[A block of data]

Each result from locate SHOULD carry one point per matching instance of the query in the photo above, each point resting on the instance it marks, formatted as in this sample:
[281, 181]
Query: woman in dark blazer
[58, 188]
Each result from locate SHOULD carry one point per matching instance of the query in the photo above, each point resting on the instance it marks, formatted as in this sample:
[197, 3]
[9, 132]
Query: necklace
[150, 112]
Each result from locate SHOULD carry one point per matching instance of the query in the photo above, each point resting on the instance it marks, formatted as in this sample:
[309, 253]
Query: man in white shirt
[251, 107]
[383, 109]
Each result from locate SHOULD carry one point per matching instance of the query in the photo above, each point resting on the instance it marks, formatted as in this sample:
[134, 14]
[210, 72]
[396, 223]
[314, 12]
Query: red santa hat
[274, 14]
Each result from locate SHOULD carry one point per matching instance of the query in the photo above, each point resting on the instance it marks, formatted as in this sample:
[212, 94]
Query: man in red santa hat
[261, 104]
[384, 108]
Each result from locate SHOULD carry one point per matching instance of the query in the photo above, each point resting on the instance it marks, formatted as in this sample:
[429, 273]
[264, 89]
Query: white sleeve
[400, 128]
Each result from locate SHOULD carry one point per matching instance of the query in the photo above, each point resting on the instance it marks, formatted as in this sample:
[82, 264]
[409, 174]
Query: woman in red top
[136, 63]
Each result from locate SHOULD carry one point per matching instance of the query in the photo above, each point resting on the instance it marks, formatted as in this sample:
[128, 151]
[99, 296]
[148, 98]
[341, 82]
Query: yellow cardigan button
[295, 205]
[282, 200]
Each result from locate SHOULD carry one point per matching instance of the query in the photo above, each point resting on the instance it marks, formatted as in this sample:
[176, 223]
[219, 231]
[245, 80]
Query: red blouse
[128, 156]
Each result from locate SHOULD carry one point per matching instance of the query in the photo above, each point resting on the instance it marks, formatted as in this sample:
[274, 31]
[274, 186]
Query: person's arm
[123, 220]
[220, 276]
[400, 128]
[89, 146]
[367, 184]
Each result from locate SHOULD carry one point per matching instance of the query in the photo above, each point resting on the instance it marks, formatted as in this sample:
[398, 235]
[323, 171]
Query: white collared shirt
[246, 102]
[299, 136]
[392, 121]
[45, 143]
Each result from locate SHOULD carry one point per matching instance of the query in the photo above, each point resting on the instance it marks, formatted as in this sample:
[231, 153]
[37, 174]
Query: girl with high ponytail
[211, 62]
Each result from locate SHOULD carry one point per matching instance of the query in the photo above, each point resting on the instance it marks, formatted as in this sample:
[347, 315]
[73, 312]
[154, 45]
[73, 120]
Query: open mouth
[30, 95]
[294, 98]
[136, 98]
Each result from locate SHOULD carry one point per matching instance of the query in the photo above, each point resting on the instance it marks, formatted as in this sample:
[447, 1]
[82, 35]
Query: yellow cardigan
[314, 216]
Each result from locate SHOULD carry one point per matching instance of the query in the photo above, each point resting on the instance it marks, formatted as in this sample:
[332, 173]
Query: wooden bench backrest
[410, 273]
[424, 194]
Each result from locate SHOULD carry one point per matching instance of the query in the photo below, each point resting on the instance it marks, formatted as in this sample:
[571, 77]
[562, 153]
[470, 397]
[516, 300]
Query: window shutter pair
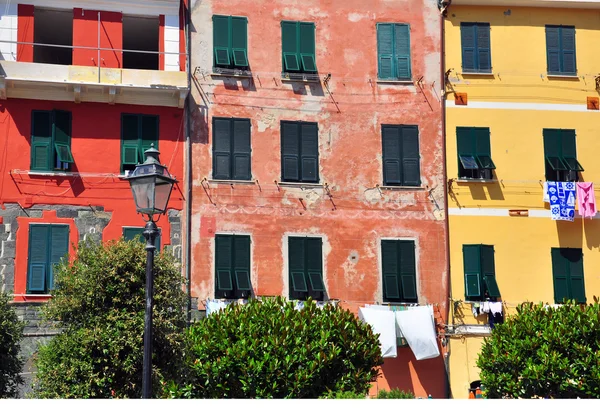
[399, 270]
[299, 151]
[231, 149]
[401, 159]
[47, 245]
[393, 51]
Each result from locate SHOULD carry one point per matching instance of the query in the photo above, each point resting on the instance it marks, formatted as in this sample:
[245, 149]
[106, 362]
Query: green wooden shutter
[290, 151]
[567, 42]
[241, 150]
[239, 41]
[38, 257]
[390, 269]
[241, 262]
[408, 273]
[553, 55]
[42, 158]
[297, 264]
[385, 51]
[467, 40]
[309, 152]
[61, 130]
[392, 171]
[59, 248]
[221, 41]
[560, 275]
[488, 270]
[223, 265]
[472, 268]
[290, 46]
[411, 173]
[402, 51]
[222, 148]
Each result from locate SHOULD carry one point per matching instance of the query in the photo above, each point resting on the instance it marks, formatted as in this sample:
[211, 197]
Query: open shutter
[411, 173]
[484, 56]
[467, 40]
[38, 257]
[59, 248]
[309, 152]
[385, 51]
[408, 275]
[390, 269]
[41, 141]
[553, 49]
[290, 151]
[402, 51]
[221, 41]
[241, 150]
[560, 275]
[569, 63]
[239, 41]
[392, 174]
[222, 148]
[289, 46]
[472, 267]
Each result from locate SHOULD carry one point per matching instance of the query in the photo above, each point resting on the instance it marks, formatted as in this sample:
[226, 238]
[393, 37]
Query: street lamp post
[151, 185]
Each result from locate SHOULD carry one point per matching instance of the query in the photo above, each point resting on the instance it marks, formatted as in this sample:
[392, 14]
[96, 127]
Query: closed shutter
[392, 174]
[560, 275]
[402, 51]
[408, 275]
[385, 51]
[59, 236]
[290, 151]
[472, 267]
[38, 257]
[411, 174]
[222, 149]
[309, 166]
[241, 150]
[42, 157]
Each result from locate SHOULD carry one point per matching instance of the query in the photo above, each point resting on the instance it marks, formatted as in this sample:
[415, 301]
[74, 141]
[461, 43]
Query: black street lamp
[151, 185]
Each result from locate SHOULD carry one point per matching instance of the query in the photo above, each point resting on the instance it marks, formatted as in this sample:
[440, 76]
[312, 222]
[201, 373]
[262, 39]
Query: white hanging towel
[383, 322]
[418, 329]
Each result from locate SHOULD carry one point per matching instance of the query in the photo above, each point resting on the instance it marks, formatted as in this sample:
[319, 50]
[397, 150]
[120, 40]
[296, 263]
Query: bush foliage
[99, 302]
[269, 349]
[544, 352]
[11, 332]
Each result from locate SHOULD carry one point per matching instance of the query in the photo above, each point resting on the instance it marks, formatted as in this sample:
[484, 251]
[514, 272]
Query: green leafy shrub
[544, 352]
[99, 302]
[268, 349]
[11, 332]
[395, 393]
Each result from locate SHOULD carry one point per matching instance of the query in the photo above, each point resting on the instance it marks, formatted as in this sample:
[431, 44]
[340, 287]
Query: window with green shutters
[48, 243]
[475, 44]
[393, 51]
[299, 152]
[305, 263]
[232, 266]
[231, 149]
[567, 275]
[474, 152]
[399, 271]
[480, 273]
[138, 133]
[298, 47]
[50, 140]
[401, 158]
[560, 50]
[560, 155]
[230, 42]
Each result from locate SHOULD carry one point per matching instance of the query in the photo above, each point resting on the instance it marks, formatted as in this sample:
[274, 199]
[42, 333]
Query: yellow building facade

**WRITTEN PROBLEM**
Keep the pictures out of the copy and return the rest of the data above exactly.

**FINISHED ANSWER**
Each result from locate SHOULD carry one point per matching instance of the query in the photo above, each point resting on the instance it marks, formatted as in this sample:
[281, 181]
Query: woman in dark blazer
[58, 188]
Each result from locate SHOULD carry one point per matching instance of the query in the photo above, each point resting on the instance it marks, formatted as in this sample:
[197, 3]
[9, 132]
Query: necklace
[150, 112]
Each result from locate SHOULD carry one point per matching instance of the query in the photo above, each point resting on the instance it marks, formatted as in this sample:
[309, 253]
Query: man in white shirt
[251, 107]
[383, 109]
Each result from locate SHOULD carry one point per matching instance of the query in the photo above, each point resting on the instance it marks, formatted as in this sample:
[134, 14]
[210, 72]
[396, 223]
[314, 12]
Query: red santa hat
[274, 14]
Each result from locate SHOULD carry one point per matching instance of the query in the photo above, each point resting on the instance it marks, formatted as in this sample:
[212, 94]
Query: man in red santa hat
[261, 104]
[384, 108]
Each result from locate SHOULD carry one point per matching instance of the query in the photo above, each point resting on the instance it marks, formatted as in this sample:
[429, 273]
[264, 89]
Query: white sleeve
[400, 128]
Each result from locate SHOULD carry one point per matching instance of the query in the photo above, each point resting on the instance it marks, formatted as in this sample:
[82, 264]
[409, 174]
Query: woman in red top
[136, 63]
Each result from locate SHOULD carry one point per matching instance of the query in the photo above, each point resting on the instance it marks, formatted as in this sample:
[128, 151]
[99, 296]
[148, 98]
[341, 82]
Query: yellow cardigan button
[295, 205]
[282, 200]
Each result from locate SHOULD carry one point per matching instance of the query in the photo above, each point resting on the instance it marks, formatted as in this sample:
[176, 223]
[219, 231]
[245, 80]
Query: red blouse
[128, 156]
Each result from locate SHOULD carry one point per matching instance of the query in the photo above, each point resting on the instance it marks, formatted as in this sample:
[274, 31]
[274, 186]
Query: person's arm
[123, 220]
[220, 276]
[400, 128]
[89, 146]
[367, 184]
Each result from locate SHOULD carry one point per matching instance of the query in the photo above, each point resting on the instance it marks, formatted as in this sample:
[398, 235]
[323, 171]
Query: white collared shirt
[246, 102]
[299, 136]
[392, 121]
[45, 143]
Each result from locate SHOULD carry one point per matching instance of the query in the photo above, each point resting on the instance it marks, formatted as in this sample:
[231, 153]
[37, 174]
Query: girl with high ponytail
[211, 62]
Each result from locate SHOULD carry one point per matching instance of the query in the photo above, each point resting on the instance it marks, formatted as in this sample:
[347, 315]
[73, 312]
[154, 45]
[73, 120]
Query: open mouth
[30, 95]
[294, 98]
[136, 98]
Each result from locate SHOULD carry one point per matching instance of the query in the photo above, each point resting on the instance it marks, formatted as in this sample:
[447, 1]
[82, 35]
Query: yellow cardigan
[314, 216]
Each result from locate SHOULD carry one point per matching instance of the query in the photo above, each point resting on the instance it marks, formatted as in this sample:
[332, 173]
Query: wooden bench backrest
[410, 273]
[424, 194]
Each result from locate SHOULD carry one point per matching instance of the query in the photo below, each point resting on the instance it marks, formatted as in this sample:
[571, 77]
[562, 153]
[470, 397]
[516, 300]
Query: window shutter pair
[399, 270]
[299, 151]
[231, 149]
[401, 159]
[47, 245]
[393, 51]
Each result from locate SHOULD carry one point per matching instance of the query in the photo above, each point resting on the instance it marks, formatted as in this sample:
[245, 149]
[106, 362]
Query: green wooden shutter
[290, 151]
[567, 42]
[241, 150]
[239, 41]
[38, 257]
[390, 269]
[241, 262]
[408, 273]
[553, 55]
[42, 158]
[297, 264]
[385, 51]
[467, 40]
[309, 152]
[61, 130]
[392, 171]
[59, 248]
[221, 41]
[560, 275]
[488, 270]
[223, 265]
[472, 268]
[290, 46]
[411, 173]
[402, 51]
[222, 148]
Each result from locate SHOULD carry one point per matching instance of the query in the photo above, each point resting on the instance it marks, formatted as in this sample:
[211, 197]
Query: open shutter
[411, 173]
[484, 56]
[467, 40]
[38, 257]
[59, 248]
[309, 152]
[385, 51]
[408, 275]
[390, 269]
[41, 141]
[553, 49]
[290, 151]
[402, 51]
[221, 41]
[241, 150]
[560, 275]
[569, 63]
[239, 41]
[392, 174]
[222, 148]
[289, 46]
[472, 267]
Each result from locate SHOULD carry one point per matching instance of the query in the photo above, each point resting on the instance it marks, formatted as in this sample:
[226, 238]
[393, 37]
Query: street lamp post
[151, 185]
Each result from locate SHOULD carry one point per matching instance of the query in the photo above, each point resting on the instance it marks, formatted as in this sample:
[392, 14]
[96, 127]
Query: closed shutter
[392, 174]
[560, 275]
[402, 51]
[408, 275]
[385, 51]
[59, 236]
[290, 151]
[472, 267]
[38, 257]
[411, 174]
[222, 149]
[309, 166]
[241, 150]
[42, 157]
Each result from locate SHOULD carry one point per matching instance of the query in the photo above, each point resting on the instance it marks, formatted as in this sample:
[415, 301]
[74, 141]
[461, 43]
Query: black street lamp
[151, 185]
Each result from locate SHOULD carry one point per matching instance of the query in the photo above, each point resting on the instance it marks, formatted as in this sample:
[440, 76]
[312, 222]
[201, 373]
[262, 39]
Query: white hanging towel
[383, 322]
[418, 329]
Each result from locate SHOULD carry one point per matching instance of the query in the photo above, each point resting on the instance it marks, formatted as in this sample:
[319, 50]
[397, 150]
[120, 40]
[296, 263]
Query: bush foliage
[99, 302]
[269, 349]
[544, 352]
[11, 332]
Each result from locate SHOULD carry one point per matching instance of the query in the photo above, each point resting on the instance it marks, formatted as in this sample:
[484, 251]
[514, 272]
Query: green leafy shrub
[544, 352]
[99, 302]
[268, 349]
[11, 332]
[395, 393]
Each result from locate SHOULD carry one point per matching instance of the query in the photo above, each point resting on the instance it marks, formatted as in this sample:
[431, 44]
[340, 287]
Query: window with green shutters
[48, 243]
[475, 44]
[393, 51]
[299, 152]
[305, 263]
[232, 266]
[231, 149]
[567, 275]
[474, 152]
[399, 271]
[480, 273]
[138, 133]
[298, 47]
[50, 140]
[401, 158]
[560, 50]
[560, 155]
[230, 42]
Each result from locate SHOULD carry one point per matching instance of the query in the photo above, each point resting on the instance it marks, formatted as in this sample:
[274, 199]
[42, 333]
Query: yellow building facade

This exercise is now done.